--- Excerpt to read ---
Posted: 4 June 2020 |

The London Cycling Campaign (LCC) has published a research paper, arguing that road-legal micromobility technologies, with safe access to cycle tracks, will significantly contribute to the decarbonisation of the UK.

LCC urges for UK legalisation of micromobility devices

In a recent research paper, the London Cycling Campaign (LCC) has argued that e-scooters and other micromobility technologies should be made road-legal in London according to strict requirements and have access to cycle infrastructure.

A mass mode shift away from car use to walking, cycling, public transport and new, shared mobility options will be essential to decarbonising London’s roads, LCC explained.

To maximise the environmental impact and the reduction of congestion offered by these new technologies, LCC has called for e-scooters to be legalised and allowed to be used on cycle tracks in London and across the UK. LCC also called for a redoubling of programmes to increase protected road space for both cycling and the range of new electric micromobilities that includes e-bikes, e-scooters and e-cargo bikes.

LCC welcomed the government plans for shared e-scooter trials, but said it would like to see the opportunity to try e-scooters extended beyond the holders of driving licenses, as currently proposed. It also proposed that the trials should be held across the capital, or in as many coherent and continuous boroughs as possible, rather than in just a select number of areas.

The LCC Policy Forum’s research paper suggested that catering appropriately for these new personal and freight travel modes, alongside cycling and walking, would help create the less polluted, climate safe streets that those living in London and other urban areas want to see post-pandemic.
---
*Required tasks:*
**1.** Update the LCC micromobility article from "The London Cycling Campaign (LCC) has published" up to and including "decarbonisation of the UK.", and replace "cycle tracks" with "bike lanes".
**2.** Go on with the article about the LCC micromobility paper, starting right after its final sentence.
--- Recorded information ---
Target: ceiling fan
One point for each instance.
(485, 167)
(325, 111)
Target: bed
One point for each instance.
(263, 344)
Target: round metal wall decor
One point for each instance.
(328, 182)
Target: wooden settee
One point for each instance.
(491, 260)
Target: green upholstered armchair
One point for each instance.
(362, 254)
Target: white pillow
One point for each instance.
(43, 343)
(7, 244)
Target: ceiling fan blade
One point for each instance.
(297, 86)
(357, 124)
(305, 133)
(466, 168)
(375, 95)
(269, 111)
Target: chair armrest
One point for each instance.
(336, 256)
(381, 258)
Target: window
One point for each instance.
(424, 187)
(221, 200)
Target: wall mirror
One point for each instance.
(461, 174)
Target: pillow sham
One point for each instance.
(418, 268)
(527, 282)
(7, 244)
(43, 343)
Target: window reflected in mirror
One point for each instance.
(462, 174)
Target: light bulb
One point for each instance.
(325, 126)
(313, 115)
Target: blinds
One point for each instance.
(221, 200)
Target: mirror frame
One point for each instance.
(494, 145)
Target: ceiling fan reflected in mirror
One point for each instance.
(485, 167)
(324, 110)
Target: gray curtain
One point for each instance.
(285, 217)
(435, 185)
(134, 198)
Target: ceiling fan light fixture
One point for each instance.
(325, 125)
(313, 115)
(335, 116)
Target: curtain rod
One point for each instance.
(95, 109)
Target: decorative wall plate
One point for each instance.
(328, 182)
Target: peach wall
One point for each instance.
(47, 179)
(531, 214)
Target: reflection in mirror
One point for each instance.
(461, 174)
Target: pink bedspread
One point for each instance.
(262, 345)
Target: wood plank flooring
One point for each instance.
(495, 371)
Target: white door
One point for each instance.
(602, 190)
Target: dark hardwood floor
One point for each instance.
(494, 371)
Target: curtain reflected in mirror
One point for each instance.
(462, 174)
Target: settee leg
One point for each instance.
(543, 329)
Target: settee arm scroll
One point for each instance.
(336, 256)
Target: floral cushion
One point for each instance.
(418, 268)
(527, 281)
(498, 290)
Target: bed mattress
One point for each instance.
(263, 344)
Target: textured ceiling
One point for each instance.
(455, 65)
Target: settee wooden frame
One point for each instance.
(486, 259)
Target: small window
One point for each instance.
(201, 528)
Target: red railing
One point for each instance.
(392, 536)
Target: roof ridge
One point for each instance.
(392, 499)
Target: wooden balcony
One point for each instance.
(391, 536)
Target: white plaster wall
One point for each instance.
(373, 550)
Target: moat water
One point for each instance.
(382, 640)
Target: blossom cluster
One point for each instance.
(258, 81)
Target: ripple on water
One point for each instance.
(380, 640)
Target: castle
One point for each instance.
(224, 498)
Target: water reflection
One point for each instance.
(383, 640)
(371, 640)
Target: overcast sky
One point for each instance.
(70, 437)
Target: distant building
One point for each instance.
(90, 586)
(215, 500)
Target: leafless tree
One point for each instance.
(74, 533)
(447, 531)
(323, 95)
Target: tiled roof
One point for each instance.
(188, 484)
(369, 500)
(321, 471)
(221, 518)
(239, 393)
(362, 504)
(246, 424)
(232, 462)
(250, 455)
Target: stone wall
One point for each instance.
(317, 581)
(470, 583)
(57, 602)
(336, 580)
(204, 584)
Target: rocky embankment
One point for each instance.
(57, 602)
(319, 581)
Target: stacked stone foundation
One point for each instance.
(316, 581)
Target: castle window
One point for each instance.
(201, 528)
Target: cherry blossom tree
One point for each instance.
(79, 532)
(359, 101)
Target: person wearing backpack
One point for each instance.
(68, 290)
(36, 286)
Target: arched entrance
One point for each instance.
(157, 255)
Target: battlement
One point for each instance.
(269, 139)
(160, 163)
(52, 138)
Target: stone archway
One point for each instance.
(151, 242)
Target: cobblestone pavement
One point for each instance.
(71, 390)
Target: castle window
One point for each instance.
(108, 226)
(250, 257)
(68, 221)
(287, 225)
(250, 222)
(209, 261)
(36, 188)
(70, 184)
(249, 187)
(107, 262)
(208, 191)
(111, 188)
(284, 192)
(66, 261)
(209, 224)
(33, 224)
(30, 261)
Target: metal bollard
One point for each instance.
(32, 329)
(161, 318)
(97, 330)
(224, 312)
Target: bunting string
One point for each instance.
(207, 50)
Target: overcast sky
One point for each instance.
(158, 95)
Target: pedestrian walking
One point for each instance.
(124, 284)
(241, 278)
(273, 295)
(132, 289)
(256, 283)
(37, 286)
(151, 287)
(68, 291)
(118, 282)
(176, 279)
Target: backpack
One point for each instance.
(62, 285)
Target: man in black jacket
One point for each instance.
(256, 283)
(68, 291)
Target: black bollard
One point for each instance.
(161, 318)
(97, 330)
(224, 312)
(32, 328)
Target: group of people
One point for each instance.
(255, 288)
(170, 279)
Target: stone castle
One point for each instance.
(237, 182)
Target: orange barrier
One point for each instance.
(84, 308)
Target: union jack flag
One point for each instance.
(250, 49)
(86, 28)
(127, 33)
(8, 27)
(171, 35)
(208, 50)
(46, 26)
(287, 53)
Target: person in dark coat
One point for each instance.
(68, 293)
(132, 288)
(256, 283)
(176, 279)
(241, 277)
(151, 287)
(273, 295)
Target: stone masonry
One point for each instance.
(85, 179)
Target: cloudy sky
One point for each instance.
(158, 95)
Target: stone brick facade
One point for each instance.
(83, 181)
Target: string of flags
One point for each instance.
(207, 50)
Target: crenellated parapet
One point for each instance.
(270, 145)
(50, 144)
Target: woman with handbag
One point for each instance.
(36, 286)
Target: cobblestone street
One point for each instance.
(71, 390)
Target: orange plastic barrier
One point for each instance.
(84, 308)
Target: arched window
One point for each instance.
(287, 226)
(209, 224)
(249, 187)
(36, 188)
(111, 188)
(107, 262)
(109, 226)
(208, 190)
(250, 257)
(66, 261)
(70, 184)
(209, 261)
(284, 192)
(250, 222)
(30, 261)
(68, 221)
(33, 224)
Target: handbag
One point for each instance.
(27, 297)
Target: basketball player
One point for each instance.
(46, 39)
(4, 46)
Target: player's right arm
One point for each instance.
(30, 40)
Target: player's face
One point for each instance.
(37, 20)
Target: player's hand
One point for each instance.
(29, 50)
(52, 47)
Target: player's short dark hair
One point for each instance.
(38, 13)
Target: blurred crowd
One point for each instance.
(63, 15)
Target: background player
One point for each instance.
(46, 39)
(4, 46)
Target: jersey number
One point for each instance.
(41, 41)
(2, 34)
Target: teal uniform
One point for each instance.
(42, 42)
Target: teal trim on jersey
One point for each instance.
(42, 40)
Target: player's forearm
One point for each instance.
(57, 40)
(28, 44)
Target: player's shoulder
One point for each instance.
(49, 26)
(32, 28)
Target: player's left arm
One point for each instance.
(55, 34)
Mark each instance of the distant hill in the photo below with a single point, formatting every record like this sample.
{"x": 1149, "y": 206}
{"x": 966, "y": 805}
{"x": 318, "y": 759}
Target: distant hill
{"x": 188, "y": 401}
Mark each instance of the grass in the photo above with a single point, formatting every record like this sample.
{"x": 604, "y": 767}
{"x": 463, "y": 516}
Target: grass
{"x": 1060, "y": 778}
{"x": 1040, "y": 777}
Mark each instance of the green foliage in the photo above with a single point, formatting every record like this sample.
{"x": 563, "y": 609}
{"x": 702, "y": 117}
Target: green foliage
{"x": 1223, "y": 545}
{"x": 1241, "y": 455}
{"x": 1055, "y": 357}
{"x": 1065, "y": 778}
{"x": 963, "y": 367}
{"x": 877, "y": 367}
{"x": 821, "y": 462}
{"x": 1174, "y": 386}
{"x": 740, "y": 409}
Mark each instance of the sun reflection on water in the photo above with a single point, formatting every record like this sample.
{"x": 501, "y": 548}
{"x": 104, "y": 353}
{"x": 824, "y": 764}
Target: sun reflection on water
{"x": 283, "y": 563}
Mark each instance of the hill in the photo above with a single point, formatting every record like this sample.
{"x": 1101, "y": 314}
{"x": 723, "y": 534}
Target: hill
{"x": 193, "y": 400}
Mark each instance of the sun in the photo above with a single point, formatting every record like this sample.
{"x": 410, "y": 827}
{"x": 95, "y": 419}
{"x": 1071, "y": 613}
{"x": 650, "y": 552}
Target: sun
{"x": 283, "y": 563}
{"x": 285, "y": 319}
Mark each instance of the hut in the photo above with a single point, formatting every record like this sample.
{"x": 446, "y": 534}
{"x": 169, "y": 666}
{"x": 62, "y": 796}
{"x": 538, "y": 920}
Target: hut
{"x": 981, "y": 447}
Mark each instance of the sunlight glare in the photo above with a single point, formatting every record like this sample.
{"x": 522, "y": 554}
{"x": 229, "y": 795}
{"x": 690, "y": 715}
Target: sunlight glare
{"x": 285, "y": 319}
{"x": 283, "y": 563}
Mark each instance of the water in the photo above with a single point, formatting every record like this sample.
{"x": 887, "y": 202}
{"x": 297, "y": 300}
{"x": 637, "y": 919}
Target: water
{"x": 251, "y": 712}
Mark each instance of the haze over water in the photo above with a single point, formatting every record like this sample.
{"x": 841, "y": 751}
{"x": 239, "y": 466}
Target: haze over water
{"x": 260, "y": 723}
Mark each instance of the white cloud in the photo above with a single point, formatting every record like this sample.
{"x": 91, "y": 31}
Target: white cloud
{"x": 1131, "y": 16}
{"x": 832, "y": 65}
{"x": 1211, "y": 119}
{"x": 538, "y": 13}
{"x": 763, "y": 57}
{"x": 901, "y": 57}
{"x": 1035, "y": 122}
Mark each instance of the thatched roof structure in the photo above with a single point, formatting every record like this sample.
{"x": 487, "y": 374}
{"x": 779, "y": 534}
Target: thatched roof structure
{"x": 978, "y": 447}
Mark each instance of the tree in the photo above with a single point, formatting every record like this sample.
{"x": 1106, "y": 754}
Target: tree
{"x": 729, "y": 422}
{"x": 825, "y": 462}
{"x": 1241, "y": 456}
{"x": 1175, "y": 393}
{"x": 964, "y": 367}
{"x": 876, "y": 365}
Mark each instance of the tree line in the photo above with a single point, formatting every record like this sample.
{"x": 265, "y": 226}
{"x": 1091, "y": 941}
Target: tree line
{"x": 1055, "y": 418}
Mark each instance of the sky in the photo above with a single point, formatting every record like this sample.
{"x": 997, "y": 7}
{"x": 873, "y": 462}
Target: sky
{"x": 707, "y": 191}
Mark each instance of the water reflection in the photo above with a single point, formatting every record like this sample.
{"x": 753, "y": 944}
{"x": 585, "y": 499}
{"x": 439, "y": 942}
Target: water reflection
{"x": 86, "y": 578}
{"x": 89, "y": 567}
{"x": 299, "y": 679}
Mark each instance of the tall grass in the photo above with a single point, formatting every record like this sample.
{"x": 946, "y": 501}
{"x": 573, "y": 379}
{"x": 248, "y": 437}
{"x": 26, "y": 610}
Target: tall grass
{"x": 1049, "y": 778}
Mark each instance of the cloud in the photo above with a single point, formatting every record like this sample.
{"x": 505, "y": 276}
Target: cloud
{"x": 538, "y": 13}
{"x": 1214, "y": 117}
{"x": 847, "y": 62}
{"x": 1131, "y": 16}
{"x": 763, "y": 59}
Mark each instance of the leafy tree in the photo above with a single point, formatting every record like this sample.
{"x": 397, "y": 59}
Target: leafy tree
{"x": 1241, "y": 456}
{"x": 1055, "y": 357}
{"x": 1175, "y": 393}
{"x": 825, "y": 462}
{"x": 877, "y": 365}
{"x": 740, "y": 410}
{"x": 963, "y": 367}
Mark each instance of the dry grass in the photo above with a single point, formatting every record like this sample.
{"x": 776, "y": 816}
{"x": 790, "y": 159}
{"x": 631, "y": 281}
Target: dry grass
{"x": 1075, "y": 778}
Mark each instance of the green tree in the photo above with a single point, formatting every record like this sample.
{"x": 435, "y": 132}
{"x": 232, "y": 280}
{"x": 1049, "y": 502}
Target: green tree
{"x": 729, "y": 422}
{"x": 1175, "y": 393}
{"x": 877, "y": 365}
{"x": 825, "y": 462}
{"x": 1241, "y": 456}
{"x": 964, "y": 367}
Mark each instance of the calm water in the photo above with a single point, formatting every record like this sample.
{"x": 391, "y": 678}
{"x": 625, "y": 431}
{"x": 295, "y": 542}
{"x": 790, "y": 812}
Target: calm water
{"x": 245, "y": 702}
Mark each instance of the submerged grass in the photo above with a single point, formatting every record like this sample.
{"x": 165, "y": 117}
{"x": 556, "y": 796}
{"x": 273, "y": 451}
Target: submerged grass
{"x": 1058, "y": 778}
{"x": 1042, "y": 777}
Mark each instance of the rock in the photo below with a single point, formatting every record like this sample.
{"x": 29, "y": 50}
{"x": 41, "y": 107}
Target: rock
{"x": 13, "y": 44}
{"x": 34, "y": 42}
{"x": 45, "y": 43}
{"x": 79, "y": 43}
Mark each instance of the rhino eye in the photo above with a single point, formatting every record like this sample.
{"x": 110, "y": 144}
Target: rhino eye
---
*Expected outputs:*
**1.**
The London Cycling Campaign (LCC) has published a research paper, arguing that road-legal micromobility technologies, with safe access to bike lanes, will significantly contribute to the decarbonisation of the UK.

**2.**
The way to do this, according to the paper, would be to ensure users of e-scooters and other micromobility forms remain restricted from using crowded pavements created for pedestrians, and instead are allowed to access protected cycle tracks legally.

The paper also highlighted the similarities between pedal cycles, e-scooters and e-bikes in terms of speeds and mass: “as small, relatively light and un-enclosed vehicles they all face road danger from cars and lorries; and safety gains for these modes come collectively by providing segregated space for their use.”

The paper offered arguments and options regarding the practical roll-out of different forms of e-micromobility in the UK. It also includes exploration of:

  • The global rise of electric micromobility
  • Use of micromobility for freight
  • Regulation, in the context of the UK government’s consultation on e-micromobility, including hardware standards and sharing operations
  • The implications for street design and parking.